▶ **WHAT THE TASK ASKS**:
Reproduce exactly the lines beginning with the line that contains "Locate every instance of the large rear" and ending at the final line of the material below.

[Named-object pointing records]
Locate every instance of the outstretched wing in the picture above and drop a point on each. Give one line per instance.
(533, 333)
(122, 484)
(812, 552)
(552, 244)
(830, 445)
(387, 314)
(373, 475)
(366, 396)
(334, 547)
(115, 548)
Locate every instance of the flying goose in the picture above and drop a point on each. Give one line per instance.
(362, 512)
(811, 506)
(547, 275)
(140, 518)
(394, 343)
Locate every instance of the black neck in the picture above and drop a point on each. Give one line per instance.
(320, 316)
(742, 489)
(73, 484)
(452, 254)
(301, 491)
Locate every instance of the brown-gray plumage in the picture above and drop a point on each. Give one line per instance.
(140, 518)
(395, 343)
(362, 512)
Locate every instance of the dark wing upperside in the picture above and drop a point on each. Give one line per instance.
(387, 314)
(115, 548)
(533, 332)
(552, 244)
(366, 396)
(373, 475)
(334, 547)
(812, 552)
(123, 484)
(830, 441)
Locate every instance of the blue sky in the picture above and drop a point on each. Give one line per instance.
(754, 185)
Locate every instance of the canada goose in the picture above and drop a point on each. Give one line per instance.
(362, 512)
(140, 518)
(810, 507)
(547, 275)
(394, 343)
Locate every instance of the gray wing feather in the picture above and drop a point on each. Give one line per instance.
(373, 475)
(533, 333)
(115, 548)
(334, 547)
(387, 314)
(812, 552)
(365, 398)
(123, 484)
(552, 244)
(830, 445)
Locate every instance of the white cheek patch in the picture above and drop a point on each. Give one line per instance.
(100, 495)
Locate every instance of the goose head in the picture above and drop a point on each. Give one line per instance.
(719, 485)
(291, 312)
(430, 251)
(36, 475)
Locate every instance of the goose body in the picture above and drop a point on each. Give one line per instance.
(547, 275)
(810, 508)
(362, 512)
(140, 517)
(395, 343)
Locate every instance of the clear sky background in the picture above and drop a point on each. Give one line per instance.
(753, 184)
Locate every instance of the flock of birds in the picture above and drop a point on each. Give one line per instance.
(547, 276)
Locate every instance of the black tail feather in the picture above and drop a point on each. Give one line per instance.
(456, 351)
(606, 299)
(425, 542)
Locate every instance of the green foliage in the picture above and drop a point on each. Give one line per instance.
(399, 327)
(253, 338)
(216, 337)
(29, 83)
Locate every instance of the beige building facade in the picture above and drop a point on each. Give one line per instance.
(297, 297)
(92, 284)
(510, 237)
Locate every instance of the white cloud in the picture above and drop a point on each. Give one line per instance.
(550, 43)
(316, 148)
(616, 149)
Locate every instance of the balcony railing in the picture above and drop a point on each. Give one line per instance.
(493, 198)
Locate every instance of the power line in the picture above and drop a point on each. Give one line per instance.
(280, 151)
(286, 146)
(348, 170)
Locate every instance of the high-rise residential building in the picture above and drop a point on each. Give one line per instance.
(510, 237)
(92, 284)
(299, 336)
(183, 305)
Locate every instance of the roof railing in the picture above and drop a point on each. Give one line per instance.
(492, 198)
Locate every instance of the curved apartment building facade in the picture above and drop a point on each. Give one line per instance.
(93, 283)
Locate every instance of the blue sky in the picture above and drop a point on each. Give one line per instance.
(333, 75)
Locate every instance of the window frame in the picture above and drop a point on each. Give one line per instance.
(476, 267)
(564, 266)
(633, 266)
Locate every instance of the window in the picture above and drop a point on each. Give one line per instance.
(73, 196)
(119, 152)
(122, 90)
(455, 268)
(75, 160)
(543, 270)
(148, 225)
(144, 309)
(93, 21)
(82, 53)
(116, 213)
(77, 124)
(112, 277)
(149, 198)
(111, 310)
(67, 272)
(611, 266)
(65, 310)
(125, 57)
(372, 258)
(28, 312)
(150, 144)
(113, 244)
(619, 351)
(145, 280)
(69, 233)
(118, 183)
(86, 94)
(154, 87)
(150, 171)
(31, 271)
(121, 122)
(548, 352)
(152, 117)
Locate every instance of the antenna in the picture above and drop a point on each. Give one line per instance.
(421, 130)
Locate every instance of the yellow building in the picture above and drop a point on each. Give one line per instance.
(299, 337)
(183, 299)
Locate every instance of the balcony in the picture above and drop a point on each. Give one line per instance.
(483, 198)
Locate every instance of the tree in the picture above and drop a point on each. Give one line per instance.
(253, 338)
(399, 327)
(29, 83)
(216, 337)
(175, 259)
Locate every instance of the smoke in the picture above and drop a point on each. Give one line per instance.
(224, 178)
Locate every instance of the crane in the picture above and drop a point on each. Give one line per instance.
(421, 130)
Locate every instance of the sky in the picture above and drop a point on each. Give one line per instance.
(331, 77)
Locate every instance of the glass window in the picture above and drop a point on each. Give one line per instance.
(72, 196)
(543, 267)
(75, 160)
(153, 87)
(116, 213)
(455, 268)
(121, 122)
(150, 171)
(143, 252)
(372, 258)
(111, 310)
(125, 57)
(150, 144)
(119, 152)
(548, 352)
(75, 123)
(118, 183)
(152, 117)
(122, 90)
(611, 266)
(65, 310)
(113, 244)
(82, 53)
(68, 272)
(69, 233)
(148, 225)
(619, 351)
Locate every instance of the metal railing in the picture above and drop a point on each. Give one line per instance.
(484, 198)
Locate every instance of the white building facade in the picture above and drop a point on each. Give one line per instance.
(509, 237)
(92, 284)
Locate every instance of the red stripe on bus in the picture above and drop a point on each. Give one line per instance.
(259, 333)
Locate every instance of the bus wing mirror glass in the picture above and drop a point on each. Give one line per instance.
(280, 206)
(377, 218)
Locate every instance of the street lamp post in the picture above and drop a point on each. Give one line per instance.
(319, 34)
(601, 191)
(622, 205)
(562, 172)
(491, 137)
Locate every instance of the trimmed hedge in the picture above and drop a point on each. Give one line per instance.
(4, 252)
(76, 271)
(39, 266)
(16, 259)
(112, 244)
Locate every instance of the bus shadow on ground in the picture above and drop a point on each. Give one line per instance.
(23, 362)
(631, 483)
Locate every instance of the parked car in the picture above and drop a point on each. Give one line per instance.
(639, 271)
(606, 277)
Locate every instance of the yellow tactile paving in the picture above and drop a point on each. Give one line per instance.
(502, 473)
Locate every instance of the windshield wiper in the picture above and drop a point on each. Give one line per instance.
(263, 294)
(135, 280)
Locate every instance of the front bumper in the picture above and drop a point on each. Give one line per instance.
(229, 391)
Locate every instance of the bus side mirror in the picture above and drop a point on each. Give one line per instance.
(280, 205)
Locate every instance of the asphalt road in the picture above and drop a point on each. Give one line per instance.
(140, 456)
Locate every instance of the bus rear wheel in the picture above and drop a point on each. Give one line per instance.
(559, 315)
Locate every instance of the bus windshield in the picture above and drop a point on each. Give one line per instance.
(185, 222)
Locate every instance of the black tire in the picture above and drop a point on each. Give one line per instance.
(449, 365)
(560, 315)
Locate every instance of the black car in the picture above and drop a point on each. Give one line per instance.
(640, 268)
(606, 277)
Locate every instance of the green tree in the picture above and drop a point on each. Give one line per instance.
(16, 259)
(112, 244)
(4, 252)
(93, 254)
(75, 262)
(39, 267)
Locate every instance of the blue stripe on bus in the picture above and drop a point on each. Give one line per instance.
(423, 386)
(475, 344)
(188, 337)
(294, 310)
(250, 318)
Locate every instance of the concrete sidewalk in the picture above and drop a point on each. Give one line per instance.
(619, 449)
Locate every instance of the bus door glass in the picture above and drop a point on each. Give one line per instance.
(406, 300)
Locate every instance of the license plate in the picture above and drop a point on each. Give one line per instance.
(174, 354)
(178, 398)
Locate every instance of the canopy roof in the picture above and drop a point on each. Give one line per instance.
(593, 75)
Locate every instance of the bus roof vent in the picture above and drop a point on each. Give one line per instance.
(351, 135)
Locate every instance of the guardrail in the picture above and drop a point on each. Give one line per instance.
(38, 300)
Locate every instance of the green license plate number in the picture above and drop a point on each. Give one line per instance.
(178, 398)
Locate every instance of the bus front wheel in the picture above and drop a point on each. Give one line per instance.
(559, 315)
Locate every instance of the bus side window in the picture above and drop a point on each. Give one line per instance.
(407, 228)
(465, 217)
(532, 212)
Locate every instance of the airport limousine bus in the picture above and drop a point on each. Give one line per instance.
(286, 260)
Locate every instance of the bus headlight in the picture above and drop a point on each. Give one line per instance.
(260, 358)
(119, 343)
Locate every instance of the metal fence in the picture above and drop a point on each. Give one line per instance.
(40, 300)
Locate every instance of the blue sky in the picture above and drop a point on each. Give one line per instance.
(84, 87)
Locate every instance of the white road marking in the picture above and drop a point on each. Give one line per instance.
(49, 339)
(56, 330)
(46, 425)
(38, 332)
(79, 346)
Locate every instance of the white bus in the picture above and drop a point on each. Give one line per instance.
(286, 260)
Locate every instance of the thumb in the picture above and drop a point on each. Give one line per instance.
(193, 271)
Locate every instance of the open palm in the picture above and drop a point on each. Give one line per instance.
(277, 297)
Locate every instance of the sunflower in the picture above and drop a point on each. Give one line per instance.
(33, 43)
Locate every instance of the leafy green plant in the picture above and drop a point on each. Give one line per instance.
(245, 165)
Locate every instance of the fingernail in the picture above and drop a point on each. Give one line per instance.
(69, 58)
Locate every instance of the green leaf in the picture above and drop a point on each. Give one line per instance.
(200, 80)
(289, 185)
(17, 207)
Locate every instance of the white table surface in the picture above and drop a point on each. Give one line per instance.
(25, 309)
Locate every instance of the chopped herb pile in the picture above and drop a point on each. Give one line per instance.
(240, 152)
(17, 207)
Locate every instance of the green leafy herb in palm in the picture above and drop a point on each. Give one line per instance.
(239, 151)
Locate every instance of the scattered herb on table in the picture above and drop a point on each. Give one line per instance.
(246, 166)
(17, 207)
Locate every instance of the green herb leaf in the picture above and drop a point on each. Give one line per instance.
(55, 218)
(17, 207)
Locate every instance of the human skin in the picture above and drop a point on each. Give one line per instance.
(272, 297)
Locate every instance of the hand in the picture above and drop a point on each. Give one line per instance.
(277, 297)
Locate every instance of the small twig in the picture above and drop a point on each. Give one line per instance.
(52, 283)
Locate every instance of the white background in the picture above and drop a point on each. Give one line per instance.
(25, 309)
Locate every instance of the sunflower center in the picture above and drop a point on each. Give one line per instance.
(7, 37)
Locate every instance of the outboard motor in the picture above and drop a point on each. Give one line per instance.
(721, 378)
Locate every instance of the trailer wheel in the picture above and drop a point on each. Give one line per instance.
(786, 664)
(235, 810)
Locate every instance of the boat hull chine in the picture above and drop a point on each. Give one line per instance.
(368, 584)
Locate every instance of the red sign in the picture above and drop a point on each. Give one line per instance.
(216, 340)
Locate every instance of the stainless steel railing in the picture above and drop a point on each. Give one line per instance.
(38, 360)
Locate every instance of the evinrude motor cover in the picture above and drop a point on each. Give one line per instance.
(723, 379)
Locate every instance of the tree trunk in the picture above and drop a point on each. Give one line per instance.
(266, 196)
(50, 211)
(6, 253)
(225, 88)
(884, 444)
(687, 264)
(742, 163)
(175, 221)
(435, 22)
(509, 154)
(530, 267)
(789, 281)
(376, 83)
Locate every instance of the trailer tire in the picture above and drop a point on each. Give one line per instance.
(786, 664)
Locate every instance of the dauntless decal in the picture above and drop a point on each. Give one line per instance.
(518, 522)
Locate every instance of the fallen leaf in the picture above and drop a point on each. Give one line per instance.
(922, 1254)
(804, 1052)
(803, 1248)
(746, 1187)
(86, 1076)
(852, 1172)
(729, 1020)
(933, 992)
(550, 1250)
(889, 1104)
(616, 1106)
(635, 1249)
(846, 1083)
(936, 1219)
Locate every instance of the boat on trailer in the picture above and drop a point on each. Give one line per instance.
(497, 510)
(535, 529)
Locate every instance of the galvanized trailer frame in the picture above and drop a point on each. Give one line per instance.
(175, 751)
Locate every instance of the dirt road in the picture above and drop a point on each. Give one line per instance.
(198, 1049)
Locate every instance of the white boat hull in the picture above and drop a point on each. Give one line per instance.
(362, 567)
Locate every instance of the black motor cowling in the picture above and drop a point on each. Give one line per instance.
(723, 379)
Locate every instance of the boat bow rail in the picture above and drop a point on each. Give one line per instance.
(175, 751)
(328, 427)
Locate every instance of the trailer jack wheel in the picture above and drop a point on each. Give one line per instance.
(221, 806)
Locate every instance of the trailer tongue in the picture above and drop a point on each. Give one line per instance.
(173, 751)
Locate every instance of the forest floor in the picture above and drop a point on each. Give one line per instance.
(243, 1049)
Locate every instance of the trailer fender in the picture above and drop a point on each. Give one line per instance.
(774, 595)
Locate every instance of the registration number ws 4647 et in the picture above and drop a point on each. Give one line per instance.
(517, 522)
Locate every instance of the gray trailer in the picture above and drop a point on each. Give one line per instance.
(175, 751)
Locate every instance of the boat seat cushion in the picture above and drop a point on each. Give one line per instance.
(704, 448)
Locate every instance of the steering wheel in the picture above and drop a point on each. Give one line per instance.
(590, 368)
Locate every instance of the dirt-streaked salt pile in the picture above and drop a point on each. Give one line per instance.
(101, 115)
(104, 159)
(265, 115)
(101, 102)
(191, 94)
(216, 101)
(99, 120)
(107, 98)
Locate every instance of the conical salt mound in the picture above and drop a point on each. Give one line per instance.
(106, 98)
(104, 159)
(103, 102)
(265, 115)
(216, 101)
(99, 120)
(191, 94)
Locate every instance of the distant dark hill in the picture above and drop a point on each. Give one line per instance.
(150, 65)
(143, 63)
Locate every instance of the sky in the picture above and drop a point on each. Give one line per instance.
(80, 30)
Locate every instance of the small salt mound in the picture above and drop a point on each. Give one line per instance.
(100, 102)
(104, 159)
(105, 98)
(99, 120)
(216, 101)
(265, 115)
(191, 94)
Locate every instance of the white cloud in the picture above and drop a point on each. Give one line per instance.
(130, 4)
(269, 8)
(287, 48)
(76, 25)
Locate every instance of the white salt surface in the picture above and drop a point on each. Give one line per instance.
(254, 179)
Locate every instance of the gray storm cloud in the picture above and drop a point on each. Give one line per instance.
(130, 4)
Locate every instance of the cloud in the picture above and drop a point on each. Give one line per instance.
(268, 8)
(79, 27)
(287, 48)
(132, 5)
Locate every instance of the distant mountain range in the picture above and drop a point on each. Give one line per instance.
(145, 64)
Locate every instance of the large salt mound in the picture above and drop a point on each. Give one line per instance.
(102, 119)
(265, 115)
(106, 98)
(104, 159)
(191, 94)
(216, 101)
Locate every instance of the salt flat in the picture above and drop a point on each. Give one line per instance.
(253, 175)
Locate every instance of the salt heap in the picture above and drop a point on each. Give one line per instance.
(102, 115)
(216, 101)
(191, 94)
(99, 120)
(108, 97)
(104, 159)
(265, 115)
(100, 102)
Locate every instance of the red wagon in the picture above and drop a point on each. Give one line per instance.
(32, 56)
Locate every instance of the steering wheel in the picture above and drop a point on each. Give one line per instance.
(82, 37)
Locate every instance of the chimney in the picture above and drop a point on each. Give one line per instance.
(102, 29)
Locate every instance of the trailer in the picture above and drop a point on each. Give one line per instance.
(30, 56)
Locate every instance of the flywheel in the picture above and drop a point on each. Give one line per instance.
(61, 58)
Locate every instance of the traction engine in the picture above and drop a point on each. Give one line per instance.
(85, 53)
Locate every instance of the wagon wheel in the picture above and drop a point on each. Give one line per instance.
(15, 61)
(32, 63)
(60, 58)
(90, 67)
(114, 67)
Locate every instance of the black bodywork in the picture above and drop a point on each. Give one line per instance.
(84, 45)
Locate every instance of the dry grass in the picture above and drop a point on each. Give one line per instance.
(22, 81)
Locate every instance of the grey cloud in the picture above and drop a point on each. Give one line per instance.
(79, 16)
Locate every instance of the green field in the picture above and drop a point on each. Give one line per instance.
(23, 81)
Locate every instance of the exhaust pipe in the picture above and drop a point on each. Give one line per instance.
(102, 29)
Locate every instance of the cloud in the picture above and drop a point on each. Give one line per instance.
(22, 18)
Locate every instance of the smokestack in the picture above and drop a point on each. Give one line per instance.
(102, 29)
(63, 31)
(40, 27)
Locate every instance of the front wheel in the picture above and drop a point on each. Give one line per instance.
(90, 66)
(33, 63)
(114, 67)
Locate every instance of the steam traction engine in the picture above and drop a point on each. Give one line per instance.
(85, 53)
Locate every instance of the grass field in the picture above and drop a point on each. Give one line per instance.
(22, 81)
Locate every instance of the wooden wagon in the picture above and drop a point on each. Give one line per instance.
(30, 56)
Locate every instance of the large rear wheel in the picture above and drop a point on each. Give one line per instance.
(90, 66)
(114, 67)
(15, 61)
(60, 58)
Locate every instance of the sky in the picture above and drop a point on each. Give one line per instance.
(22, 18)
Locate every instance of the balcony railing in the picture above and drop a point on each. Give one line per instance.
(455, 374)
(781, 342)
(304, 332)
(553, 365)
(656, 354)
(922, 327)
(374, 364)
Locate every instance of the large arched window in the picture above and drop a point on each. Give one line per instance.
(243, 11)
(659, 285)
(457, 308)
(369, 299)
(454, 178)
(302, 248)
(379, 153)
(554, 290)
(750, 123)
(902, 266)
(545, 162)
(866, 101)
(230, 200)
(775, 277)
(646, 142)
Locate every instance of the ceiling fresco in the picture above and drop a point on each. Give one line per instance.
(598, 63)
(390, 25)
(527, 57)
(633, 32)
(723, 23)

▶ **PROBLEM SOLUTION**:
Locate every instance of the large rear wheel in the picture above and drop a point on each. Give one line per instance.
(90, 66)
(114, 67)
(15, 61)
(60, 58)
Locate every instance of the sky in the picture above and drop a point on each. Give one line per instance.
(22, 18)
Locate every instance of the balcony railing in the picture above and drop a point on each. Give one line per instance.
(455, 374)
(781, 342)
(304, 332)
(553, 365)
(656, 354)
(922, 327)
(374, 364)
Locate every instance of the large arched window in the picture above and drop a point on each. Give one line per instance.
(243, 11)
(659, 285)
(457, 308)
(369, 299)
(454, 178)
(302, 248)
(379, 153)
(554, 290)
(750, 123)
(902, 266)
(545, 162)
(866, 101)
(230, 200)
(775, 277)
(646, 142)
Locate every instance of the ceiling fresco in the picture above and drop a point on each. Give one line per instance.
(598, 63)
(390, 25)
(527, 57)
(633, 32)
(723, 23)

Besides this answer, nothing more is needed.